** begin **

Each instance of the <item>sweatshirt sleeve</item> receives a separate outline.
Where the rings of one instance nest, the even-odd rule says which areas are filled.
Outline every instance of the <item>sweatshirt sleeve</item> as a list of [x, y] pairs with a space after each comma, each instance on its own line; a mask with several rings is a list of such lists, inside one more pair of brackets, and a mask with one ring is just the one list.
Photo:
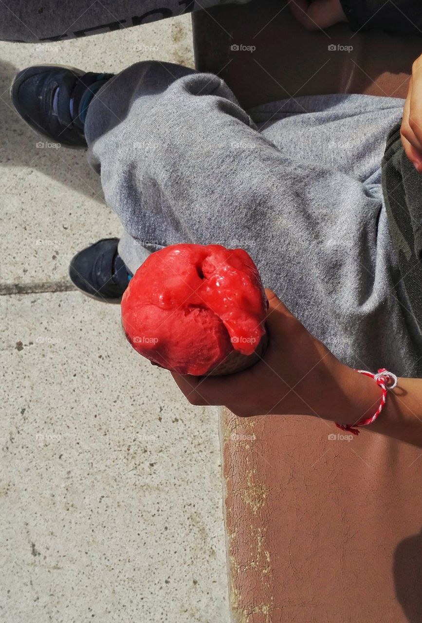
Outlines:
[[353, 31], [378, 30], [422, 36], [421, 0], [340, 0]]

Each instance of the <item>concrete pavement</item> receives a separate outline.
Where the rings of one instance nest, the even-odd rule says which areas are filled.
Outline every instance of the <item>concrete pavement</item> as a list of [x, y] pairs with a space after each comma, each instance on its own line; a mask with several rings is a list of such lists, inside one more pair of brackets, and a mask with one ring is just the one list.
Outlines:
[[192, 66], [188, 16], [85, 39], [0, 44], [0, 617], [229, 621], [216, 414], [132, 350], [118, 306], [72, 291], [72, 255], [118, 235], [81, 151], [39, 147], [11, 108], [40, 63]]

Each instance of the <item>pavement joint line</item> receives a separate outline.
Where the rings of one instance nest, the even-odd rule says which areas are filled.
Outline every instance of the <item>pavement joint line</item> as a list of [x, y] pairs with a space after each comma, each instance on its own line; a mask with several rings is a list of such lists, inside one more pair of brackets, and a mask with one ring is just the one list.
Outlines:
[[0, 296], [12, 294], [43, 294], [69, 292], [77, 288], [70, 281], [35, 282], [31, 283], [0, 283]]

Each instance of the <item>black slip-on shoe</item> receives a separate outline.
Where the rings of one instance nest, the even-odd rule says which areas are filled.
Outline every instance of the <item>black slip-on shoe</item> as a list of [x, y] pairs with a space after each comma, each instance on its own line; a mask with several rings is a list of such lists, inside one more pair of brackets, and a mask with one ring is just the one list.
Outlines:
[[58, 65], [35, 65], [16, 74], [11, 98], [22, 118], [39, 134], [60, 145], [84, 148], [88, 107], [112, 76]]
[[72, 282], [84, 294], [120, 303], [132, 274], [117, 252], [118, 238], [106, 238], [77, 253], [69, 265]]

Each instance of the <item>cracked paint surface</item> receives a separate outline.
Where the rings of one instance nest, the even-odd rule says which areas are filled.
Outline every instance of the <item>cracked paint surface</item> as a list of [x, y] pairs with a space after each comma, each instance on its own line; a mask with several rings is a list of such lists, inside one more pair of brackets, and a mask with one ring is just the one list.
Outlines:
[[420, 450], [330, 433], [221, 411], [233, 623], [422, 621]]

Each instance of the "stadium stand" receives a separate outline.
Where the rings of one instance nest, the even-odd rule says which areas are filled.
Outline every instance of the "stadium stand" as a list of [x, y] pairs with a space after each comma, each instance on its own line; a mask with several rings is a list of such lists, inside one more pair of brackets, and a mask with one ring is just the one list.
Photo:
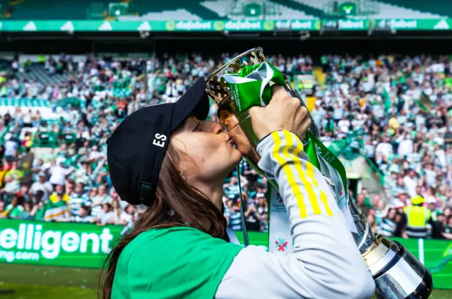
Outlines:
[[452, 17], [452, 7], [448, 2], [422, 0], [379, 0], [379, 2], [418, 11], [441, 16], [446, 15], [448, 18]]
[[[326, 10], [329, 4], [333, 3], [353, 3], [356, 2], [358, 5], [364, 6], [366, 4], [373, 4], [377, 9], [375, 13], [371, 15], [358, 15], [347, 16], [347, 18], [441, 18], [441, 16], [429, 13], [429, 11], [424, 12], [412, 9], [408, 7], [402, 7], [398, 5], [383, 3], [382, 1], [333, 1], [331, 0], [288, 0], [297, 4], [303, 4], [309, 7], [313, 7], [319, 10]], [[425, 1], [424, 1], [425, 3]]]
[[[338, 18], [340, 4], [355, 4], [358, 14], [352, 18], [432, 18], [452, 15], [439, 2], [425, 5], [425, 1], [332, 0], [215, 0], [153, 1], [132, 0], [126, 3], [88, 0], [66, 4], [55, 0], [19, 1], [11, 6], [8, 20], [117, 19], [121, 20], [200, 20], [254, 18], [293, 20]], [[341, 16], [344, 17], [344, 16]]]

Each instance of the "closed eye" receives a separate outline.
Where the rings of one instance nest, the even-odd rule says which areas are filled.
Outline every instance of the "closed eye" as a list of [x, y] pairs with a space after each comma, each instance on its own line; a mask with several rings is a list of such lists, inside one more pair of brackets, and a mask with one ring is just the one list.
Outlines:
[[201, 124], [201, 121], [198, 123], [198, 124], [196, 125], [196, 126], [195, 127], [194, 129], [193, 129], [194, 131], [201, 131], [201, 128], [199, 128], [199, 125]]

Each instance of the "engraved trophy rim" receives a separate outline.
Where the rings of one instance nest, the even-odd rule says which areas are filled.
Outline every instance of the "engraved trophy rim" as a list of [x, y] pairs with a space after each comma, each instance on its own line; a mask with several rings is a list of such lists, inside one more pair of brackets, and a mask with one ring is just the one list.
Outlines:
[[[208, 78], [207, 80], [206, 80], [206, 83], [207, 83], [208, 81], [212, 80], [215, 75], [219, 74], [224, 69], [227, 68], [231, 64], [234, 63], [237, 60], [242, 59], [242, 58], [246, 57], [247, 55], [250, 54], [254, 51], [263, 51], [263, 48], [262, 48], [261, 47], [256, 47], [252, 49], [249, 49], [249, 50], [245, 51], [244, 52], [231, 59], [226, 63], [223, 64], [222, 66], [217, 68], [213, 73], [212, 73], [210, 76]], [[263, 56], [263, 58], [265, 58], [265, 56]]]

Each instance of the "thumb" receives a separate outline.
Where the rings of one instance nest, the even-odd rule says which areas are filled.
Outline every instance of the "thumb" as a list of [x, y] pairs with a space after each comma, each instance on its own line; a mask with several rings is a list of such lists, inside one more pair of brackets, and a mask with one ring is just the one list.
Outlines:
[[248, 114], [249, 114], [249, 117], [251, 118], [254, 117], [258, 117], [258, 116], [263, 111], [263, 107], [260, 106], [253, 106], [248, 111]]

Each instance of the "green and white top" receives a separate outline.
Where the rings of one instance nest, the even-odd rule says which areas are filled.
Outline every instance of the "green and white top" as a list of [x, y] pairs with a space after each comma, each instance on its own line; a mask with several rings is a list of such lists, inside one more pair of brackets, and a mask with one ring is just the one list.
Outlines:
[[257, 150], [287, 207], [292, 252], [243, 248], [191, 228], [152, 229], [121, 254], [112, 299], [372, 297], [374, 280], [328, 183], [301, 158], [301, 140], [273, 132]]

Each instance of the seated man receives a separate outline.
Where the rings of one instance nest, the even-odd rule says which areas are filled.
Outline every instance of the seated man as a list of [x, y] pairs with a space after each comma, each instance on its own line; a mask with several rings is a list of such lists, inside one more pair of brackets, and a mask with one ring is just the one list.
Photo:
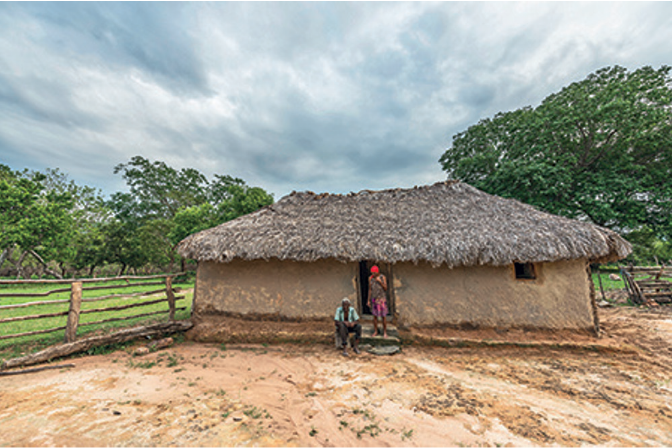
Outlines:
[[353, 350], [359, 354], [359, 340], [362, 338], [362, 326], [359, 325], [359, 315], [353, 307], [350, 306], [350, 300], [344, 298], [341, 306], [336, 309], [336, 316], [334, 316], [336, 324], [336, 331], [341, 336], [341, 343], [343, 344], [343, 356], [348, 356], [348, 335], [355, 333], [355, 342]]

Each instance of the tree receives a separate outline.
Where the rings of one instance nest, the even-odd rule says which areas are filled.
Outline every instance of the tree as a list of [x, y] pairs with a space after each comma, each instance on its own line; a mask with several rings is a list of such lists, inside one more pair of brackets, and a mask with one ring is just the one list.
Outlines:
[[171, 219], [180, 208], [207, 200], [208, 180], [193, 168], [178, 171], [164, 162], [135, 156], [130, 162], [117, 165], [114, 173], [122, 173], [130, 196], [148, 218]]
[[73, 200], [68, 192], [48, 190], [44, 174], [13, 172], [0, 166], [0, 265], [15, 247], [21, 249], [17, 262], [19, 275], [26, 254], [32, 255], [47, 272], [45, 258], [62, 252], [69, 244]]
[[[109, 207], [127, 232], [143, 233], [148, 261], [157, 265], [161, 260], [172, 264], [174, 246], [188, 235], [273, 203], [272, 195], [242, 179], [216, 174], [209, 181], [196, 169], [176, 170], [141, 156], [117, 165], [114, 172], [122, 174], [130, 192], [113, 194]], [[130, 244], [129, 239], [115, 241], [117, 246]], [[117, 258], [131, 252], [117, 250]]]
[[607, 67], [453, 137], [450, 177], [622, 233], [672, 236], [670, 67]]

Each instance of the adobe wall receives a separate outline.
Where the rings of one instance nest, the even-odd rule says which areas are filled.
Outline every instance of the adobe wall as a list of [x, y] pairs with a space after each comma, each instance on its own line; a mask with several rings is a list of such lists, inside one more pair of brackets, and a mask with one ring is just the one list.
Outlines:
[[[583, 260], [535, 265], [537, 279], [516, 280], [513, 266], [448, 269], [393, 266], [400, 324], [592, 330]], [[194, 313], [329, 319], [343, 297], [355, 306], [357, 263], [320, 260], [199, 263]]]
[[448, 269], [398, 263], [394, 288], [399, 320], [405, 325], [592, 330], [586, 261], [535, 267], [535, 280], [516, 280], [513, 266]]
[[343, 297], [357, 303], [357, 267], [336, 260], [201, 262], [194, 313], [328, 318]]

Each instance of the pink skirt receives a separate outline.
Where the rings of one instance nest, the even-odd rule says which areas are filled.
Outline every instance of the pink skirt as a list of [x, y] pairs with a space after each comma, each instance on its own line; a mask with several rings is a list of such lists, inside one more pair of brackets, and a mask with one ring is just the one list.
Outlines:
[[387, 316], [387, 300], [373, 299], [373, 308], [371, 309], [371, 314], [376, 317]]

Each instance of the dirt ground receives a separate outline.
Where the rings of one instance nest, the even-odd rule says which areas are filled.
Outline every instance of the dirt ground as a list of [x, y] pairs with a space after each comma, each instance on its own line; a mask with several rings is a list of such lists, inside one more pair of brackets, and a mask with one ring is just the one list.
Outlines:
[[74, 358], [0, 377], [0, 445], [672, 446], [672, 309], [599, 316], [599, 339], [425, 330], [386, 357], [187, 341]]

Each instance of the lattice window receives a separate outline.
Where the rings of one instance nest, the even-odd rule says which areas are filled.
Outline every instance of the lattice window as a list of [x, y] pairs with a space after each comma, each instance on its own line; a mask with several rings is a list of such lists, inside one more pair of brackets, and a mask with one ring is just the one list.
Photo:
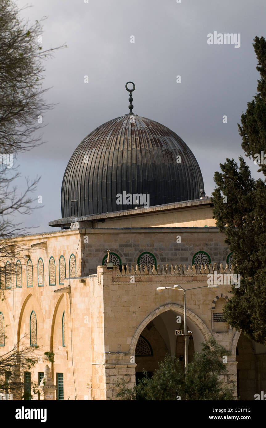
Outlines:
[[59, 283], [63, 284], [66, 278], [66, 262], [63, 256], [60, 256], [59, 259]]
[[30, 319], [30, 346], [37, 346], [37, 320], [35, 312], [33, 311]]
[[5, 346], [5, 322], [4, 316], [0, 312], [0, 346]]
[[62, 342], [63, 344], [63, 346], [65, 346], [65, 338], [66, 332], [66, 320], [65, 319], [65, 311], [63, 312], [63, 316], [62, 318]]
[[64, 377], [63, 373], [57, 373], [57, 400], [64, 399]]
[[197, 264], [199, 263], [200, 266], [203, 265], [204, 267], [205, 265], [206, 265], [209, 268], [210, 263], [210, 259], [209, 256], [206, 253], [204, 253], [203, 251], [200, 251], [199, 253], [196, 253], [194, 256], [192, 263], [196, 267]]
[[152, 266], [155, 265], [156, 266], [156, 259], [150, 253], [143, 253], [137, 259], [137, 264], [139, 266], [141, 265], [143, 266], [146, 265], [147, 266], [149, 265], [151, 265]]
[[49, 285], [55, 285], [55, 262], [53, 257], [49, 261]]
[[[117, 254], [116, 254], [114, 253], [110, 253], [109, 254], [109, 260], [110, 262], [112, 262], [114, 263], [114, 265], [116, 265], [117, 266], [119, 266], [121, 264], [120, 258]], [[104, 266], [106, 265], [106, 264], [107, 263], [107, 257], [108, 255], [106, 254], [106, 256], [105, 256], [103, 260], [103, 264]]]
[[232, 268], [232, 264], [233, 262], [233, 253], [230, 253], [230, 254], [227, 256], [227, 260], [226, 261], [226, 262], [228, 264], [228, 268], [230, 269]]
[[33, 273], [32, 262], [29, 259], [27, 262], [27, 287], [33, 286]]
[[44, 268], [42, 259], [38, 261], [38, 285], [39, 287], [44, 285]]
[[22, 273], [21, 264], [19, 260], [16, 263], [16, 287], [18, 288], [22, 286]]
[[148, 341], [146, 340], [143, 336], [140, 336], [137, 341], [135, 355], [136, 356], [149, 355], [152, 356], [152, 351], [151, 347]]
[[11, 265], [9, 262], [6, 263], [6, 288], [11, 288]]
[[69, 259], [69, 277], [75, 278], [76, 275], [76, 259], [74, 254], [72, 254]]

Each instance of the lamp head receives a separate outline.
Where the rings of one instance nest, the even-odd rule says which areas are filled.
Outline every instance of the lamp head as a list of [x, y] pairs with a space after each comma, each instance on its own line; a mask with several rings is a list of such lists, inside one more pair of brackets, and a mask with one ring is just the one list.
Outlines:
[[166, 288], [166, 287], [158, 287], [156, 289], [158, 291], [159, 291], [159, 292], [160, 293], [163, 291], [163, 290], [165, 290]]

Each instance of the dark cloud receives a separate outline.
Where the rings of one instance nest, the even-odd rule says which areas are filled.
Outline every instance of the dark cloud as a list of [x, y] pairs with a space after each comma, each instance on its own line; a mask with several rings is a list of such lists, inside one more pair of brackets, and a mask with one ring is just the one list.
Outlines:
[[[18, 1], [20, 7], [24, 1]], [[102, 123], [127, 113], [125, 84], [132, 80], [134, 112], [179, 135], [199, 162], [210, 196], [214, 172], [226, 157], [244, 153], [237, 123], [257, 90], [256, 35], [266, 35], [264, 0], [46, 0], [21, 15], [48, 15], [43, 47], [66, 42], [46, 62], [49, 102], [47, 143], [19, 158], [23, 175], [42, 176], [37, 195], [44, 207], [23, 220], [51, 231], [60, 218], [61, 185], [76, 147]], [[241, 46], [209, 45], [214, 31], [241, 34]], [[134, 35], [135, 43], [130, 43]], [[89, 83], [84, 76], [89, 76]], [[181, 83], [176, 83], [180, 75]], [[222, 116], [227, 116], [227, 124]], [[252, 162], [252, 174], [258, 176]], [[22, 188], [23, 181], [19, 188]]]

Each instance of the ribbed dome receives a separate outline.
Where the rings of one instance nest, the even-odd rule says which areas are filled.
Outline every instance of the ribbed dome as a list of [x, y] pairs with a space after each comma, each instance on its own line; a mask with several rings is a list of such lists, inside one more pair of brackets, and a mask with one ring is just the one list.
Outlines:
[[149, 194], [152, 206], [198, 199], [203, 188], [196, 158], [178, 135], [150, 119], [125, 116], [96, 128], [74, 152], [62, 183], [62, 217], [134, 208], [117, 205], [123, 192]]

** end **

> WHAT IS REQUIRED: Starting at the line that contains "Each instance of the lattice" and ending at the line that contains "[[64, 377], [63, 373], [57, 373], [57, 400], [64, 399]]", output those lines, both ends included, as a JSON list of strings with one string per line and blank lines left out. Leave the pictures out of the answer.

> WRITTEN ANSWER:
[
  "Each instance of the lattice window receives a separate outline.",
  "Where the rings of one instance nest, the even-odd rule says which areas are filled.",
  "Outline every instance of the lattice window as a list of [x, y] pairs with a space after each comma, each instance on its own line; a mask with several rings is a list of such lists, inside one more pair of brackets, and a mask with one ring is just the one list.",
  "Photo:",
  "Outlines:",
  "[[59, 283], [63, 284], [66, 278], [66, 262], [63, 256], [60, 256], [59, 259]]",
  "[[30, 319], [30, 346], [37, 346], [37, 320], [35, 312], [33, 311]]",
  "[[5, 346], [5, 322], [4, 316], [0, 312], [0, 346]]",
  "[[62, 342], [63, 344], [63, 346], [65, 346], [65, 338], [66, 332], [66, 320], [65, 319], [65, 311], [63, 312], [63, 316], [62, 318]]",
  "[[64, 377], [63, 373], [57, 373], [57, 400], [64, 399]]"
]